### Extract
════════════════════

Dubai: More than 20 per cent of the UAE population is obese and an additional 60 per cent overweight, with 19 per cent having diabetes. In such circumstances, minimally invasive bariatric surgery is gaining popularity as it not only reduces obesity but also cuts down the risk of diabetes and cardiovascular diseases.

Ahead of launching a department of Minimal Access, Metabolic and Bariatric Surgery, Prime Hospital, a major health-care provider in the UAE, announced the hosting of an international meeting on surgical gastroenterology, Gastrosurg 2015, at a media roundtable on the topic. The conference will have international gastroenterology experts and bariatric surgeons presenting their keynote addresses and also discussing organ transplant.

Prime Hospital has an agreement with Rashid Hospital, whose doctors conduct bariatric surgeries at Prime Hospital. Since the government doctors are conducting surgeries, the compliance with government rules and screening of patients according to the eligibility of patients is observed.

Dr Jameel Ahmad, Director of Prime Hospital, said at the media roundtable: “Bariatric surgery, which was considered to be of cosmetic value earlier, is much more as it definitely holds therapeutic value for obese patients, reducing the risk of diabetes, cardiovascular and metabolic diseases. Patients from the UAE are already travelling from here to countries abroad for these surgeries. With the government’s implementation of a medical tourism programme, more than 500,000 medical tourists are expected by 2020 and we anticipate a huge surge in patients for bariatric surgery. This scientific conference will instil confidence in people and give them access to new scar-less procedures in this field.”

Drawing attention to the dramatic results of surgeries like sleeve gastrectomy and gastric bypass, two minimally invasive surgeries, Dr Vinod Kumar Singhal, surgical gastrotenterologist at Prime Hospital, said: “These two surgeries are accepted worldwide as the gold standard in bariatric surgeries for weight reduction and also treat other co-morbidities such as diabetes, osteoarthritis, blood pressure and other complications, vastly improving the quality of life. Gastric bypass surgery has shown that in Type II diabetes where patients require insulin injections, the requirement of insulin has gone down to a minimum and in those dependent on oral diabetic medication, Type II diabetes has disappeared altogether.”

Dr Riaz Khan, general manager of the hospital, said: “Studies have proved that bariatric surgery, which was considered high risk until a few decades back, is no longer so. Its complication and fatality rates are much lower than that of cardiovascular surgery.”

Prime Hospital plans to have a peer panel of seven international surgeons to enhance the skills of the surgeon and the multidisciplinary team.

════════════════════

### Data shown
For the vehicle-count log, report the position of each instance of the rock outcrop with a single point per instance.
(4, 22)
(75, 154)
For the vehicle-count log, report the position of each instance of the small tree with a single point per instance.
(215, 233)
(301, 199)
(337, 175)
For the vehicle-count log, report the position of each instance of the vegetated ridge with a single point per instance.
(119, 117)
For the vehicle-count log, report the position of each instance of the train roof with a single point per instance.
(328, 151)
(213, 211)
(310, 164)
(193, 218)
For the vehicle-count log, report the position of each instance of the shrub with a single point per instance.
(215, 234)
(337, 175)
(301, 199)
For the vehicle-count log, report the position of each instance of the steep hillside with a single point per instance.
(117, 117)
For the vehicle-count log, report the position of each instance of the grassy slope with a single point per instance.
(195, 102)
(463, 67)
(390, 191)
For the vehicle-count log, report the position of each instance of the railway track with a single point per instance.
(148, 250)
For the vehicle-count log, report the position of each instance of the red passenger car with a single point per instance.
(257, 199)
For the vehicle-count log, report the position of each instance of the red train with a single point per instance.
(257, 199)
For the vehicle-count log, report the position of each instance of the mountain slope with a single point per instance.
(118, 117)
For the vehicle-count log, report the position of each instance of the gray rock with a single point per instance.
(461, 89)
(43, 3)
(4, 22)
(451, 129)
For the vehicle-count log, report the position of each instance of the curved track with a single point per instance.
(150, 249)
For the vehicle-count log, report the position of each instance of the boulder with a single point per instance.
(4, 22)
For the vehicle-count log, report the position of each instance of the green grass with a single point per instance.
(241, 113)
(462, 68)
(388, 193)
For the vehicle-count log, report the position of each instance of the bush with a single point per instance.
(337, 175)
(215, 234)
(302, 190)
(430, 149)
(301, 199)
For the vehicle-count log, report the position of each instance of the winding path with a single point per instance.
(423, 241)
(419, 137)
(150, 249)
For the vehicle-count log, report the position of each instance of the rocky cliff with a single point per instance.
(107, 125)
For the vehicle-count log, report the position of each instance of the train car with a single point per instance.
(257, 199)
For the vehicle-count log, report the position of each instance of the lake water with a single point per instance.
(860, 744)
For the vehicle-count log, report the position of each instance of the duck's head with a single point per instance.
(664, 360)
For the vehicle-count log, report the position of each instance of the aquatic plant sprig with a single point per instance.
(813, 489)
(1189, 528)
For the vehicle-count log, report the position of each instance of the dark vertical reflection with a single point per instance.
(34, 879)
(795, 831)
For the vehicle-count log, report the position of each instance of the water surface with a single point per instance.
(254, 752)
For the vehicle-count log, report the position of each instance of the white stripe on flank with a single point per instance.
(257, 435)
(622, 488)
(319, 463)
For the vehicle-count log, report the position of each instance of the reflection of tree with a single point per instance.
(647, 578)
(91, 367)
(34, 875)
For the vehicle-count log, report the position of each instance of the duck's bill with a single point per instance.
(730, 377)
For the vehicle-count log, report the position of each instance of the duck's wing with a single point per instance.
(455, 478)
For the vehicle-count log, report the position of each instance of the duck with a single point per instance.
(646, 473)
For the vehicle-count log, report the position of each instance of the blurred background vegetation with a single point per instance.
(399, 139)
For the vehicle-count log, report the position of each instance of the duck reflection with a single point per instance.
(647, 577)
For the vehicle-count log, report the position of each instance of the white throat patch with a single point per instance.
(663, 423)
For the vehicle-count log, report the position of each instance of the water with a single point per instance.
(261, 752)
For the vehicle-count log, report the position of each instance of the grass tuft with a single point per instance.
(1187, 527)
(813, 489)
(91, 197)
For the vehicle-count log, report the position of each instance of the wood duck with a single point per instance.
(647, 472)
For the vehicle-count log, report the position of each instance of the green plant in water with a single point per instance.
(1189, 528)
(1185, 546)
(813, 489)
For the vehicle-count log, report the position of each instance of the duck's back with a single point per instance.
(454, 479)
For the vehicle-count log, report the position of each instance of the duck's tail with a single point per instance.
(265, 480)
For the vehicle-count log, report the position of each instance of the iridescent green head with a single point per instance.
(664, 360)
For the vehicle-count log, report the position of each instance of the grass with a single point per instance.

════════════════════

### Check your understanding
**1)** Name every person the bariatric surgery article mentions by name.
**2)** Turn the paragraph of the bariatric surgery article that begins "Ahead of launching a department" into a short bulleted list that keeps its main facts.
**3)** Repeat the stretch of the bariatric surgery article from "Ahead of launching" through "discussing organ transplant." word for word.
Use only the article itself to respond.

### Exercise solutions
**1)** Dr Jameel Ahmad, Dr Vinod Kumar Singhal, Dr Riaz Khan

**2)**
- Prime Hospital, a major UAE health-care provider, is about to launch a department of Minimal Access, Metabolic and Bariatric Surgery.
- At a media roundtable, it announced it will host Gastrosurg 2015, an international meeting on surgical gastroenterology.
- International gastroenterology experts and bariatric surgeons will give keynote addresses at the conference.
- The conference will also cover organ transplant.

**3)**
Ahead of launching a department of Minimal Access, Metabolic and Bariatric Surgery, Prime Hospital, a major health-care provider in the UAE, announced the hosting of an international meeting on surgical gastroenterology, Gastrosurg 2015, at a media roundtable on the topic. The conference will have international gastroenterology experts and bariatric surgeons presenting their keynote addresses and also discussing organ transplant.